### EXERCISE TASK
How many lines in the listing below contain the string "paved"? Answer with the number only.

......

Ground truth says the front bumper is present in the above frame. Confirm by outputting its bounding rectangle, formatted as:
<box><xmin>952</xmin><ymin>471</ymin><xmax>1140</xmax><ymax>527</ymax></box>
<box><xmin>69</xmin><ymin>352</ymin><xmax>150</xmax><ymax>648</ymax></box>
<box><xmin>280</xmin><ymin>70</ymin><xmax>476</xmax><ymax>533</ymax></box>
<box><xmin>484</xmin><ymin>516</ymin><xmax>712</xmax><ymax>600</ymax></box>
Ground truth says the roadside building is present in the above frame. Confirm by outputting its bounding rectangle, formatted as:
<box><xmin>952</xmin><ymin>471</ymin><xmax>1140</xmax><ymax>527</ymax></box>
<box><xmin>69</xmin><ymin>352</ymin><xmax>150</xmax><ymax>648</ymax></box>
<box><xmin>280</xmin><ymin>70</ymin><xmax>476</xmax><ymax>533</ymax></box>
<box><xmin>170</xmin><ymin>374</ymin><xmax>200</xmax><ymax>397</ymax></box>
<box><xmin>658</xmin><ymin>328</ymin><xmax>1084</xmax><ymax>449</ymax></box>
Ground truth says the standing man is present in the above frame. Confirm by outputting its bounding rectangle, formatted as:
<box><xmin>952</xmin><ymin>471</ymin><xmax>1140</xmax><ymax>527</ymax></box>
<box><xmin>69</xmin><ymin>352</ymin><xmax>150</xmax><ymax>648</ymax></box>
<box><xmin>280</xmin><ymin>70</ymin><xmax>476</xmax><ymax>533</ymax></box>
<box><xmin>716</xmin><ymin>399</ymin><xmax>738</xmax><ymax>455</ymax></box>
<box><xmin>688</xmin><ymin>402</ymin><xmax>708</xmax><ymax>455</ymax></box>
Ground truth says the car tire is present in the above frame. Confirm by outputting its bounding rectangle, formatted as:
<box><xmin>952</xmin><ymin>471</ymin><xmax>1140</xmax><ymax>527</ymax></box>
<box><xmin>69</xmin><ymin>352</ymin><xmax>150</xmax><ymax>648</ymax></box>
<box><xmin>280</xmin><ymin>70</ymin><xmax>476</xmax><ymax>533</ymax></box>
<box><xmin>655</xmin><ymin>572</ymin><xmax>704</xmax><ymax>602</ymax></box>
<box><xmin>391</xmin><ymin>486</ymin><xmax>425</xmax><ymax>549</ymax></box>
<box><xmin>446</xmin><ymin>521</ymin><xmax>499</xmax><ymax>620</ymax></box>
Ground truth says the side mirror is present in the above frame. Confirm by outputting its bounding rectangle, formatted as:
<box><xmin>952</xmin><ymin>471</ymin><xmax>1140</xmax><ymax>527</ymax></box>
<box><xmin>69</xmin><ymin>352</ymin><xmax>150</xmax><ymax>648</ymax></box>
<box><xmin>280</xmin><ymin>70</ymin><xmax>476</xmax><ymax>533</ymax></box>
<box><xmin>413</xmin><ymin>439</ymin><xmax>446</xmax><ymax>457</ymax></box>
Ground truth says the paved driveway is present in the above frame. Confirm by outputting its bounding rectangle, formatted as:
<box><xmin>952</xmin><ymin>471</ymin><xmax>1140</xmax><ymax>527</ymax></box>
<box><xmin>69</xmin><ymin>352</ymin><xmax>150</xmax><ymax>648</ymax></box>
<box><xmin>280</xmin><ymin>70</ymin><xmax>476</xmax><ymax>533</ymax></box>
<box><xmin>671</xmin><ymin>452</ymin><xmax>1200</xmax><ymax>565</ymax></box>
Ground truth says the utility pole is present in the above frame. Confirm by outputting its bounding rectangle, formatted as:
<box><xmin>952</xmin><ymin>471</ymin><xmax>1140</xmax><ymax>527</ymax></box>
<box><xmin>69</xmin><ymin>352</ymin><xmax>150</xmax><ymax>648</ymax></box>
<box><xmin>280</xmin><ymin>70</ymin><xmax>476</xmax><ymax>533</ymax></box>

......

### TASK RESPONSE
1